_What you will do_
List every organization or institution named in the essay on subtraction below.
START Selected text
On Subtraction

In a May 2021 panel discussion on reimagining the K-12 educational experience organized by the International School of Luxembourg as part of their virtual Learning Loft series, I proffered that we should consider a new type of leadership, what I termed 'subtractive leadership' at the time. It seemed the right term to capture the essence of what I was trying to get at. In education, we are absolutely brilliant (and I mean brilliant) at addition. By contrast, we're awful at subtraction. I'm not talking about acumen in mathematics; rather, I'm talking about our propensity to add more and more to the plates of teachers, counselors, coaches, administrators...everyone. "We need to do this!" is something we often hear. Excitement builds, early adopters identify and organize themselves, and suddenly we find that we've layered yet another thing on top of everything else we're doing at school.

This additive phenomenon is not germane to education only; an April 2021 Forbes article captured the same issue in corporate workplaces. Bryan Robinson, Ph.D., writes:

Scientists at the University of Virginia conducted eight experiments in which participants could choose an additive or a subtractive strategy. In all the tasks, the vast majority of study participants chose an augment versus a removal strategy to solve the problems presented to them. They were less likely to identify effective subtractive changes when given a task that did not suggest they consider eliminating features. The same “addition bias” occurred when participants had an opportunity to recognize the shortcomings of that strategy as well as when they had to multitask other tasks at once. According to the researchers, their findings suggest that subtractive strategies require more effort to come up with than additive strategies, which explained why participants took a less effortful approach to problem solving. ("Business Leaders Often Overlook this Brilliant Problem-Solving Strategy When Making Career Decisions" April 17, 2021)
END Selected text
START Dataset extract
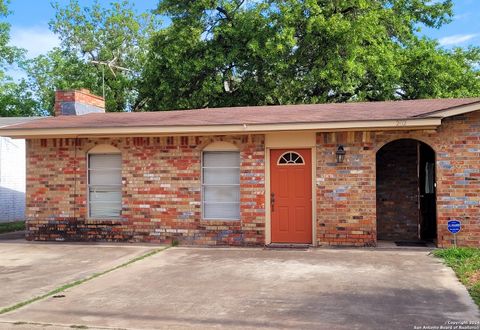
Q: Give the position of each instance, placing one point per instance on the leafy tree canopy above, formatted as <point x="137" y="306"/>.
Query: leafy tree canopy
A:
<point x="90" y="38"/>
<point x="240" y="52"/>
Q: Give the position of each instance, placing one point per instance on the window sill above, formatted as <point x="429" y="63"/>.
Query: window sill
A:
<point x="105" y="220"/>
<point x="217" y="221"/>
END Dataset extract
_Written solution_
International School of Luxembourg
Forbes
University of Virginia